Goal of the exercise ->
Write out each entry below exactly; the images do not belong in your copy.

Dataset excerpts ->
......

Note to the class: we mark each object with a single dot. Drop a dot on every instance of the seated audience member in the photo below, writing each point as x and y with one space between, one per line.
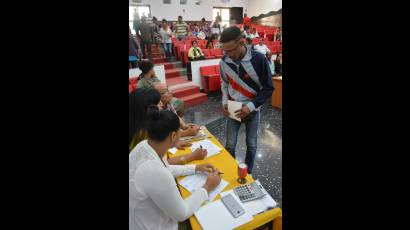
261 47
147 77
139 101
170 102
154 198
195 53
278 64
246 33
181 29
270 62
278 35
206 28
249 43
246 22
195 31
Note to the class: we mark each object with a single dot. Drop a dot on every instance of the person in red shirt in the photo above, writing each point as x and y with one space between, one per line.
246 22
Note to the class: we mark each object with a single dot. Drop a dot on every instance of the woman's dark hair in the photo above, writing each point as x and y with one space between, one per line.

......

Written answer ->
Note to the class: we mark each object with a single dot. Drop a dot on every instance of the seated audience member in the photo below, writing each point as x and y with one space between, one per line.
261 47
147 77
139 101
170 102
154 198
195 53
278 64
246 33
181 29
270 62
278 35
206 28
249 43
246 22
195 31
Note to the class: we mark each object with a single dot. Drop a dot on every instance of the person in red shirt in the photo above, writing each point as x and y with one space between, one per line.
246 22
Note to the class: we mark each object with a single dot. Drop a dot on every instance of the woman's dark hair in the photo above, writing each point as x and y with one space between, one per line.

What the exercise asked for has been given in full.